— WORK ORDER —
With the pictures left out, write every entry down exactly.

— RECORDS SUPPLIED —
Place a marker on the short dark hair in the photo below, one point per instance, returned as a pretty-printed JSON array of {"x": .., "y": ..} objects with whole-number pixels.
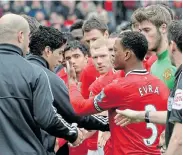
[
  {"x": 94, "y": 23},
  {"x": 169, "y": 10},
  {"x": 33, "y": 23},
  {"x": 77, "y": 44},
  {"x": 156, "y": 14},
  {"x": 77, "y": 25},
  {"x": 114, "y": 35},
  {"x": 45, "y": 36},
  {"x": 136, "y": 42},
  {"x": 175, "y": 33},
  {"x": 68, "y": 36}
]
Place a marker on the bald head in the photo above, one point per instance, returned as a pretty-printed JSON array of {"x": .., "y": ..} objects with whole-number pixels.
[
  {"x": 10, "y": 26},
  {"x": 98, "y": 43}
]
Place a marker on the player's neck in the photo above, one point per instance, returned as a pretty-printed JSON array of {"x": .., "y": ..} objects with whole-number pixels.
[
  {"x": 163, "y": 46},
  {"x": 136, "y": 66}
]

— EXERCISE ANSWER —
Place a marker on the short dark hair in the photo below, one point per instance, returned as a pretty-printed JSON array of {"x": .., "y": ..} objects with whole-number pixels.
[
  {"x": 94, "y": 23},
  {"x": 169, "y": 10},
  {"x": 33, "y": 23},
  {"x": 77, "y": 44},
  {"x": 156, "y": 14},
  {"x": 77, "y": 25},
  {"x": 114, "y": 35},
  {"x": 45, "y": 36},
  {"x": 136, "y": 42},
  {"x": 175, "y": 33},
  {"x": 68, "y": 36}
]
Place a marker on the bald head in the photo above, one point per instance, returned as a pretty-printed JSON array of {"x": .., "y": ..} objects with whole-number pixels.
[
  {"x": 10, "y": 26},
  {"x": 98, "y": 43}
]
Place a marker on the player's neck in the photo above, one point per instance, returned as a pretty-printed JSON array of {"x": .., "y": ..} objects with whole-number pixels.
[
  {"x": 163, "y": 46},
  {"x": 136, "y": 66}
]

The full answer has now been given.